YOUR INSTRUCTIONS: Repeat the records below exactly, leaving out every picture.

________________________

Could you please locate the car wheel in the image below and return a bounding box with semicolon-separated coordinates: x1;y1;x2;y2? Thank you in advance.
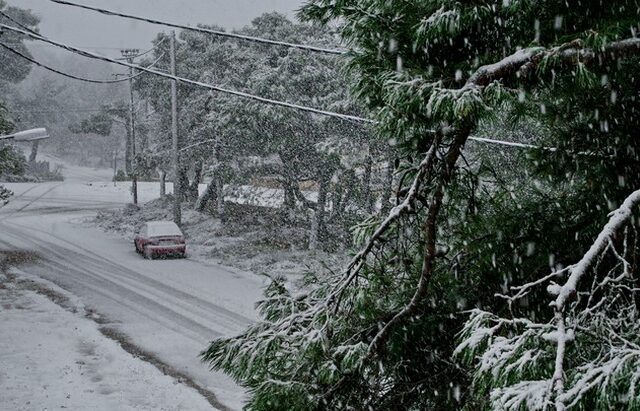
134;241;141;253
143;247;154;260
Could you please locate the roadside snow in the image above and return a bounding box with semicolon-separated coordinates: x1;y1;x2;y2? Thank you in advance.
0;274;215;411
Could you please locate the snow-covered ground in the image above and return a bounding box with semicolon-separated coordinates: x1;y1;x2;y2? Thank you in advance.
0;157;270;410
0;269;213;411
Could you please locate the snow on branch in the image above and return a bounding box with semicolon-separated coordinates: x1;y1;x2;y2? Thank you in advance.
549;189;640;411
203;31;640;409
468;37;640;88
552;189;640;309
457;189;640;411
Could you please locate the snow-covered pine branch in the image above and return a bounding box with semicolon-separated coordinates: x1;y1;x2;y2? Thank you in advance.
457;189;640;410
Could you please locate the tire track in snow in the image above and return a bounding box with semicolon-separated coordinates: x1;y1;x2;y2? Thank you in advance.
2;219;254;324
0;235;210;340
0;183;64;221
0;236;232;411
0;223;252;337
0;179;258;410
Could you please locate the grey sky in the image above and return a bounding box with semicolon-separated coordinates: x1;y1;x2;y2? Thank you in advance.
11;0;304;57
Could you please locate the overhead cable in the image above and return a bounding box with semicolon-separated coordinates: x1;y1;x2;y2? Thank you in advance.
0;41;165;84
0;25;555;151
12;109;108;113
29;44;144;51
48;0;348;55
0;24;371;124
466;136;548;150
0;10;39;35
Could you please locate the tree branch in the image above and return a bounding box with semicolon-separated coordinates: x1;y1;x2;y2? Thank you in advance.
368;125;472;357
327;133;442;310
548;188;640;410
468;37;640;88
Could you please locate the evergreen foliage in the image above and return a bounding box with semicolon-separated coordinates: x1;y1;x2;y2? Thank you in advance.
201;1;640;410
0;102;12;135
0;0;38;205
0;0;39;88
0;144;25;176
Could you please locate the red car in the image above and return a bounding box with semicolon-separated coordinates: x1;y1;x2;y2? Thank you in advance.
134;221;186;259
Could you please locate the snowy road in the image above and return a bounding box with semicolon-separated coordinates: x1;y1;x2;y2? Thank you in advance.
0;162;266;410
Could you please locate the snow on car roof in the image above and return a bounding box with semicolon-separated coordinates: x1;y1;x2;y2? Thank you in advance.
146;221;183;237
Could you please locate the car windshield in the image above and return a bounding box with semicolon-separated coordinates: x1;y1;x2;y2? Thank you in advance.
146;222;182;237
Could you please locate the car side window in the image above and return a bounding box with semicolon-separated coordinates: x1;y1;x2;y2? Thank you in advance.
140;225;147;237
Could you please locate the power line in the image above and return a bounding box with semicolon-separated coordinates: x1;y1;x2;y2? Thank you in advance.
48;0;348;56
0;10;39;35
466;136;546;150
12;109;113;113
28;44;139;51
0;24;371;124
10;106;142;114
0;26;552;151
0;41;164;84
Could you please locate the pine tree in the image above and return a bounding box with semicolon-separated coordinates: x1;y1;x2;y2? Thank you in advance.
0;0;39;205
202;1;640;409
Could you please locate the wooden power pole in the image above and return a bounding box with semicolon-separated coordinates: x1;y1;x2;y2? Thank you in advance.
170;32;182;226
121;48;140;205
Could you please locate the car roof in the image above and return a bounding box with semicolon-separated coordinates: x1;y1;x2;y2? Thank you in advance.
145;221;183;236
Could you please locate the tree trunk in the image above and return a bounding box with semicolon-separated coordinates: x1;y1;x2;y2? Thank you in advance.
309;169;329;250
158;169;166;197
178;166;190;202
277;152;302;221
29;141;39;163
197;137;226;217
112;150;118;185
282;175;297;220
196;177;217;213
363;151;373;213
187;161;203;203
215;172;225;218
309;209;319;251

________________________

FINISHED TASK:
Could you please locate the car wheel in the image below and return a bounding box with semicolon-separated coordinates: x1;y1;x2;y2? Thank you in advance.
134;241;141;253
143;247;154;260
Could you please locate the roadside snow in the image above and return a bounding box with semicolon-separated coordinates: x1;y1;x2;y2? Thank you in advance.
0;274;215;411
Could you please locate the snow-covered ground in the image above and return a bounding box with semicolon-separated coordinates: x1;y1;x2;y2? Thank you in advance.
0;157;270;410
0;269;213;411
Could you please locate the snow on branch in the image above and return a bounding box with semicolon-separated coordinates: x1;y1;x2;y2? Thank you in advance.
549;189;640;411
203;31;640;409
468;37;640;88
552;189;640;309
457;189;640;411
Could you please locate the snow-covered pine branch in the image above and return a bounding box with semicolon-separated coordinates: x1;y1;x2;y2? Thank you in advance.
457;189;640;410
Could you please locate the tire track in snow in the image above and return a bounding box with semicolon-separated coordinates: x1;y1;x2;y2? Thank you in advance.
2;219;254;324
0;235;210;340
0;183;64;221
0;236;232;411
0;223;252;337
0;179;258;410
Could you please locate the grey sky in the image above and return a bounding box with semicolon-separated coordinates: x1;y1;x2;y2? Thank you in advance.
11;0;304;57
Could you please locate the overhead cable in the image above and return a bounding box with semicolon-separated coordinates: x1;y1;x2;y2? Thank you in advance.
0;41;165;84
0;25;555;151
12;109;108;113
29;44;144;51
48;0;348;55
0;24;371;124
466;136;548;150
0;10;39;35
Could you please locate the tree branch in the image above and return a bounding box with semicolon-separated coordinates: x1;y1;x2;y2? Thank you in advance.
368;125;472;357
327;133;442;310
548;188;640;410
468;37;640;88
Could you please locate the evergreen foliage in the image above and return a bounding box with semicolon-separated coordinates: x1;y1;x2;y2? Thank you in advance.
201;1;640;410
0;102;12;135
0;0;38;205
0;0;39;88
0;144;25;176
Could you please locate the red car in the image above and return a bounding box with semicolon-separated coordinates: x1;y1;x2;y2? Thank you in advance.
134;221;186;259
Could you please locate the snowy road in the image above and return a bounding box with semicolon-separated coordinates: x1;y1;x2;y2? Thank you in advance.
0;162;266;410
Could you please locate the snow on car roof in the image above and return a bounding box with semicolon-separated coordinates: x1;y1;x2;y2? Thank you in advance.
146;221;183;237
Could you please locate the car windshield in the image above and return a bounding box with semicolon-separated coordinates: x1;y1;x2;y2? Thank you in advance.
146;222;182;237
Could you please locate the car side window in the image above and return a bounding box with semicolon-separated coordinates: x1;y1;x2;y2? Thank you in advance.
140;225;147;237
Could you please locate the power line in the image above and return a bounding box with semicolon-separated coordinates: x1;y1;x2;y2? Thank you in advance.
48;0;348;56
0;10;39;35
466;136;546;150
12;109;113;113
28;44;139;51
0;24;371;124
10;106;142;114
0;26;552;151
0;41;164;84
Could you please locate the pine tree in the image above and return a bounding box with semicolon-separated coordinates: x1;y1;x2;y2? Thank you in advance.
0;0;39;205
202;1;640;409
Could you please locate the wooden power pole in the image above and return a bounding box with semicolon-separated coordinates: x1;y1;x2;y2? Thank you in advance.
170;32;182;226
121;48;140;205
Could you please locate the car roof in the image above and return a bounding box with semicolon-separated coordinates: x1;y1;x2;y2? Thank you in advance.
145;221;183;236
Could you please locate the tree trunk in the image above and return a bounding box with semicolon-separated coordinates: x1;y1;x2;y2? Thank you in advance.
309;169;329;250
158;169;166;197
178;166;190;202
277;152;302;221
29;141;39;163
197;137;226;217
112;150;118;185
282;175;297;220
196;177;217;213
363;151;373;213
187;161;203;203
215;172;225;218
309;209;319;251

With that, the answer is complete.